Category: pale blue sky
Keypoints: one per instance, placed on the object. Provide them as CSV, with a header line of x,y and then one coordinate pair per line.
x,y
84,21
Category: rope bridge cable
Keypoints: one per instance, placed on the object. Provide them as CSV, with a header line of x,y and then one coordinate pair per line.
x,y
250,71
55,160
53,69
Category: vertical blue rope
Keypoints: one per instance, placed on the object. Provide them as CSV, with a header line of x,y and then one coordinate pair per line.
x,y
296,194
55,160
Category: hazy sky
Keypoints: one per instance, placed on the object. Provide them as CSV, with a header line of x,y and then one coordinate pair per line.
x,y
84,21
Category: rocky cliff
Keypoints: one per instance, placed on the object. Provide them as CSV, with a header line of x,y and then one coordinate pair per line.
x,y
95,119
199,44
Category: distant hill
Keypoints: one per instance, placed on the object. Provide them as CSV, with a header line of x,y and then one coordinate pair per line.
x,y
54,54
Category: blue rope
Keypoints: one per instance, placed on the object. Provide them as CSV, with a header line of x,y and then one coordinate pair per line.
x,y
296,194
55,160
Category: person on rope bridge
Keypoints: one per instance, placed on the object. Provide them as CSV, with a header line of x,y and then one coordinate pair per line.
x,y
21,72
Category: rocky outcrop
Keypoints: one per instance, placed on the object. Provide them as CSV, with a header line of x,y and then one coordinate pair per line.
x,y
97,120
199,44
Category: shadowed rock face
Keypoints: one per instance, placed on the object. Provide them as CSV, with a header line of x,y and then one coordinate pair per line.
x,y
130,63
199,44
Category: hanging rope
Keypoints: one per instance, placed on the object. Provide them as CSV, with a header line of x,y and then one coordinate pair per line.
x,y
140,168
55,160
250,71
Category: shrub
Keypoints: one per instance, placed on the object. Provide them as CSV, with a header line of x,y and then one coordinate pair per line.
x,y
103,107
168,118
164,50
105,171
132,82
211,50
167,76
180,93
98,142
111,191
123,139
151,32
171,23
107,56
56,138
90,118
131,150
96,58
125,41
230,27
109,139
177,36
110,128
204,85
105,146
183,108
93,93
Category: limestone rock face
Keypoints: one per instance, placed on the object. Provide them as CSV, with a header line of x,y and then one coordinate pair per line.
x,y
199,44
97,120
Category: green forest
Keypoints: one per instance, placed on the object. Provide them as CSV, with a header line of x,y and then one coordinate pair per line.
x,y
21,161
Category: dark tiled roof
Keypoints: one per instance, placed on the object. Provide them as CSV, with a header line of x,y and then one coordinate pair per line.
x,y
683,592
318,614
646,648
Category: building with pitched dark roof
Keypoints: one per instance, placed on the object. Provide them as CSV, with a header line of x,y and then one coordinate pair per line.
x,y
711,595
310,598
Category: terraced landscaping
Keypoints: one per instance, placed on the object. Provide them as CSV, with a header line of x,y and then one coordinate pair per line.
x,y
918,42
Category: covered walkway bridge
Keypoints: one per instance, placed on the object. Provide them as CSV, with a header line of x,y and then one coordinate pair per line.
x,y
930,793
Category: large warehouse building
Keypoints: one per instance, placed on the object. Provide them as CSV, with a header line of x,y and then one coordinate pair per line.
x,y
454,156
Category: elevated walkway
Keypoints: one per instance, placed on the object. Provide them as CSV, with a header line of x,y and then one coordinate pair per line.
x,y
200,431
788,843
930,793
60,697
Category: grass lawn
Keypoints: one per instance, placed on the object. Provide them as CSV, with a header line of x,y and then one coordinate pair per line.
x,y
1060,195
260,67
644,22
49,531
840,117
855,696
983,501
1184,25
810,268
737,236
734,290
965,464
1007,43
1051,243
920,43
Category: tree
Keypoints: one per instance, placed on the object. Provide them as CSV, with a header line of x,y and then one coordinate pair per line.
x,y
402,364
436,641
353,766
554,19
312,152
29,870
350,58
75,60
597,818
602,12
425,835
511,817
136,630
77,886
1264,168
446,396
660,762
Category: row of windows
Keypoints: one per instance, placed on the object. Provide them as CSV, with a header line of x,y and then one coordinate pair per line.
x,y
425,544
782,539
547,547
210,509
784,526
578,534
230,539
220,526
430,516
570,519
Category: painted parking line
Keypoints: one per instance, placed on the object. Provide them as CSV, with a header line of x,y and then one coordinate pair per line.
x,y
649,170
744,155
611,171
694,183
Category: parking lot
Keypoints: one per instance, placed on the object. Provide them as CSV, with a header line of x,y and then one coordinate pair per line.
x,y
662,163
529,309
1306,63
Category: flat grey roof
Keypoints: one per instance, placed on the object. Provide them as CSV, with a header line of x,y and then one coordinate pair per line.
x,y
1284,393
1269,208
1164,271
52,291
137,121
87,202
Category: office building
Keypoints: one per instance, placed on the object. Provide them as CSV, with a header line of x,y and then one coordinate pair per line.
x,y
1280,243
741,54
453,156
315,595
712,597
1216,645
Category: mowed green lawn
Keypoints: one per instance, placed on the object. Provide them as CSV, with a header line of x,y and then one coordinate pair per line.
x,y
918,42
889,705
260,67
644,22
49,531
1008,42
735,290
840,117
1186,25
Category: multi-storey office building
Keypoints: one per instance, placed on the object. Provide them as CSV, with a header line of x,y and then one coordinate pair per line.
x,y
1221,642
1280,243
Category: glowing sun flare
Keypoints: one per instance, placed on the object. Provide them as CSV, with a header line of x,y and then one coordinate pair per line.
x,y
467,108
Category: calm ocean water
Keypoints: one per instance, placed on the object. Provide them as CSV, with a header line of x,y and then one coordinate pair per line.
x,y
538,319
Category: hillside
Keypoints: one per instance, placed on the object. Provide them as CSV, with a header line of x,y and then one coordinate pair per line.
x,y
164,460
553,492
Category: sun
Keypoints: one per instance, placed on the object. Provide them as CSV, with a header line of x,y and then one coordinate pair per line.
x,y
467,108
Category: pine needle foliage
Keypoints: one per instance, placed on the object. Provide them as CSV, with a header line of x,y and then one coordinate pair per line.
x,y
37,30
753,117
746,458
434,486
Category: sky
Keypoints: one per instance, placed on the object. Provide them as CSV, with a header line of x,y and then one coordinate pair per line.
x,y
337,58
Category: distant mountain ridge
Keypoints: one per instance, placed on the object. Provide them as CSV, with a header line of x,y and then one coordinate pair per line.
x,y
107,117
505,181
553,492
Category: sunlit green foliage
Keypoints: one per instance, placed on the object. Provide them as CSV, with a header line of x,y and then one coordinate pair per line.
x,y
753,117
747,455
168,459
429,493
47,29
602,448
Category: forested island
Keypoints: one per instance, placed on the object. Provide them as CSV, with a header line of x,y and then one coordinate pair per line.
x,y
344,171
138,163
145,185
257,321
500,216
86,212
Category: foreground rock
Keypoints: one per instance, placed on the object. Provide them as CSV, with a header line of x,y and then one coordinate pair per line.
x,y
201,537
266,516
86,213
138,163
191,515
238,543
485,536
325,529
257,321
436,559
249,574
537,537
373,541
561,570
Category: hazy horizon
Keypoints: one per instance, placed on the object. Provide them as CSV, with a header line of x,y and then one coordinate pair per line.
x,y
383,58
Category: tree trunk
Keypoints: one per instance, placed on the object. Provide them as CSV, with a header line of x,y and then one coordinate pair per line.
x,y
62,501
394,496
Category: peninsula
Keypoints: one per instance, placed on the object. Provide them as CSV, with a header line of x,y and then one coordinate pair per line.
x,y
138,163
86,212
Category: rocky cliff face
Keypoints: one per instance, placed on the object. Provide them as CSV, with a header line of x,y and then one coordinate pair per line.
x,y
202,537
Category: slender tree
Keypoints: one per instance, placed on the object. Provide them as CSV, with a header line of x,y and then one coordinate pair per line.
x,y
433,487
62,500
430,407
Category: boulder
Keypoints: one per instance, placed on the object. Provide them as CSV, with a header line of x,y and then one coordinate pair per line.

= = = =

[TASK REQUIREMENTS] Repeat the material above in full, quoting it exactly.

[WORKED SOLUTION]
Category: pale blue sky
Keypoints: one per instance, placed on the object. Provide them as CSV, with a header line of x,y and then one coordinate pair per line.
x,y
84,21
Category: rope bridge cable
Keypoints: one per instance, placed on the object. Provide them as CSV, with a header line of x,y and then one coordinate pair per line.
x,y
250,71
55,160
53,69
Category: vertical blue rope
Keypoints: one per instance, placed on the object. Provide them as CSV, with a header line of x,y and then one coordinate pair per line.
x,y
296,194
55,160
Category: hazy sky
Keypoints: one per instance, placed on the object. Provide them as CSV, with a header line of x,y and then one coordinate pair per line.
x,y
84,21
Category: rocky cliff
Keypoints: one per instance, placed on the object. Provide them as CSV, with a header line of x,y and then one coordinate pair per line.
x,y
95,119
199,44
Category: distant hill
Keypoints: one per instance, placed on the object. Provide them as CSV, with a header line of x,y and then one coordinate pair per line.
x,y
54,54
Category: blue rope
Keypoints: one per instance, placed on the object. Provide them as CSV, with a header line of x,y and then one coordinate pair per line.
x,y
296,194
55,160
Category: person on rope bridge
Keypoints: one per instance, placed on the object. Provide them as CSV, with a header line of x,y and then one coordinate pair per line.
x,y
21,72
Category: rocky outcrop
Keypoints: one per instance, placed on the object. Provide them as CSV, with a header line of x,y and then one coordinate pair per line.
x,y
97,120
199,44
Category: shadowed rock face
Keypoints: one per instance, placed on the object. Provide them as CSV, with a header line of x,y and then one coordinate pair per line.
x,y
130,63
199,44
Category: hanging rope
Keypoints: one per instance, placed on the object. Provide them as CSV, with a header line of x,y and then one coordinate pair per line.
x,y
140,168
55,160
250,71
Category: shrub
Keypoints: one per instance, placed on the object. Provide them as CSV, with a header line of x,y and then one coordinate pair per line.
x,y
103,107
168,118
164,50
105,171
132,82
211,50
167,76
180,93
98,142
111,191
123,139
151,32
171,23
107,56
56,138
90,118
131,150
96,58
125,41
230,27
109,139
177,36
110,128
204,85
105,146
183,108
93,93
Category: limestone rock face
Keypoints: one per instance, placed on the object. Provide them as CSV, with a header line of x,y and then one coordinate pair per line.
x,y
199,44
97,120
Category: green forest
Keypoints: one per instance, placed on the object. Provide them as CSV, with a header line of x,y and then one coordinate pair per line.
x,y
21,161
Category: dark tiled roof
Keypoints: one per instance, placed on the object. Provide them as CSV, with a header line of x,y and then one coordinate pair per line.
x,y
683,592
318,614
646,648
Category: building with pitched dark roof
Keypoints: one per instance, placed on the object. Provide them as CSV, with a header line of x,y and then one coordinate pair per line.
x,y
711,595
310,598
Category: terraced landscaping
Keypoints: one per instance, placed on the object. Provide them as CSV, with a header line of x,y and then one coordinate pair per line.
x,y
918,42
Category: covered walkway bridge
Keypoints: one per instance, placed on the object. Provide them as CSV, with a header line of x,y and then one coordinate pair per line.
x,y
930,793
Category: large warehouse building
Keypoints: one per instance, placed on the object. Provide them as CSV, with a header line of x,y and then one coordinate pair per line.
x,y
454,156
Category: elevated walkway
Keypoints: one per instance, placed on the object. Provide them as CSV, with a header line of x,y and then one coordinate pair per line.
x,y
200,431
788,843
930,793
60,697
Category: grass lawn
Keypoints: one per instance, placed on the object. Provide them as CSV, with a header line of x,y and then one coordinate pair per line.
x,y
1060,195
260,67
644,22
49,531
840,117
855,696
983,501
1184,25
810,268
737,236
734,290
965,464
1007,43
1051,243
920,43
Category: tree
Keypoints: one per instance, placed on the object. Provide them as CSV, with a header line of x,y and then one coordinate pair per line.
x,y
402,364
436,641
353,766
554,19
312,152
29,870
350,58
75,60
597,818
602,12
425,835
511,817
136,630
77,886
1264,168
446,396
660,762
Category: row of windows
Keypoints: one per instance, placed on the object. Provide them as CSV, with a header line of x,y and then one coordinate pair per line.
x,y
425,544
782,539
547,547
210,509
784,526
578,534
230,539
220,526
430,516
570,519
Category: painted parking line
Keypoints: one per instance, placed on the object. Provide them as CSV, with a header line of x,y and then one coordinate pair per line.
x,y
649,170
744,155
611,171
694,183
Category: parking lot
Keypoints: one per instance, placed on the object. Provide them as CSV, with a header line of x,y and then one coordinate pair per line.
x,y
662,163
529,309
1306,63
Category: flat grey roof
Keypoints: one per instance, placed on the object. Provide them as CSV, with a header line of x,y and then one coordinate pair per line.
x,y
1284,393
1269,208
1164,271
52,291
137,121
87,202
Category: office building
Keypoints: one per instance, placed on the object. Provide them as CSV, with a header line of x,y and then one coordinate pair per line.
x,y
1280,243
741,54
453,156
315,595
712,597
1216,645
Category: mowed green lawn
Keypoints: one per instance, placed on the object. Provide them as CSV, with a header line of x,y and then one coordinate pair per line.
x,y
918,42
889,705
260,67
644,22
49,531
1008,42
735,290
840,117
1186,25
Category: multi-storey office building
Keypoints: one per instance, placed on the object. Provide them as CSV, with a header line of x,y and then one coordinate pair per line.
x,y
1221,642
1280,243
Category: glowing sun flare
Keypoints: one per instance, placed on the object. Provide them as CSV, with a header line of x,y and then one coordinate pair per line.
x,y
467,108
Category: calm ocean water
Keypoints: one per instance, placed on the object. Provide them as CSV, with a header line of x,y and then one coordinate pair per line.
x,y
538,319
Category: hillside
Keypoints: one per instance, placed on the object. Provide them as CSV, with a header line of x,y and then one coordinate pair per line.
x,y
164,460
553,492
Category: sun
Keypoints: one per instance, placed on the object. Provide them as CSV, with a header line of x,y and then one coordinate pair per line.
x,y
467,108
Category: pine needle foliage
Keypoints: one per instance, placed on the object. Provide them as CSV, with a header line of x,y and then one coordinate pair per line.
x,y
37,30
753,117
746,458
434,486
Category: sky
Keypoints: one per instance, placed on the object. Provide them as CSV, with a header line of x,y and then one coordinate pair per line.
x,y
337,58
Category: distant mountain ridge
Keypoints: one per instance, placed on the object. Provide them as CSV, with a header line of x,y and then one coordinate pair per line.
x,y
107,117
505,181
553,492
Category: sunlit green foliage
Keypoints: one per instance, placed on the object. Provide them as CSV, with a header line of x,y and then one coordinate pair per line.
x,y
753,117
747,455
168,459
429,493
47,29
602,448
Category: forested island
Keypoints: one per instance, placed on the object. Provide them as CSV, with a header line of x,y and then one coordinate pair per line.
x,y
344,171
138,163
145,185
257,321
500,216
86,212
Category: foreground rock
Keypoints: one per instance, placed on the object. Provide them as CSV, with a header line of x,y and then one coordinate pair per line.
x,y
201,537
266,516
86,213
138,163
191,515
238,543
485,536
325,529
257,321
436,559
249,574
537,537
373,541
561,570
Category: hazy horizon
Keypoints: one per instance, placed on the object. Provide them as CSV, with a header line of x,y and then one coordinate pair per line.
x,y
383,58
Category: tree trunk
Keypoints: one per instance, placed on the object. Provide them as CSV, with a header line of x,y and then one coordinate pair per line.
x,y
62,501
394,496
Category: peninsula
Keypoints: one per instance, placed on the object. Provide them as CSV, with a header line of x,y and then one coordinate pair per line.
x,y
138,163
86,212
Category: rocky cliff face
Keypoints: one per instance, placed on the object. Provide them as CSV, with a header line of x,y and then one coordinate pair per line.
x,y
202,537
Category: slender tree
Keypoints: one per instance, placed on the object. Provide them as CSV, with a header line of x,y and then one coordinate pair per line.
x,y
433,487
62,500
430,407
Category: boulder
Keypoints: one per instance, placed on the object. Provide them as CSV, with a header line of x,y and then one coordinate pair per line.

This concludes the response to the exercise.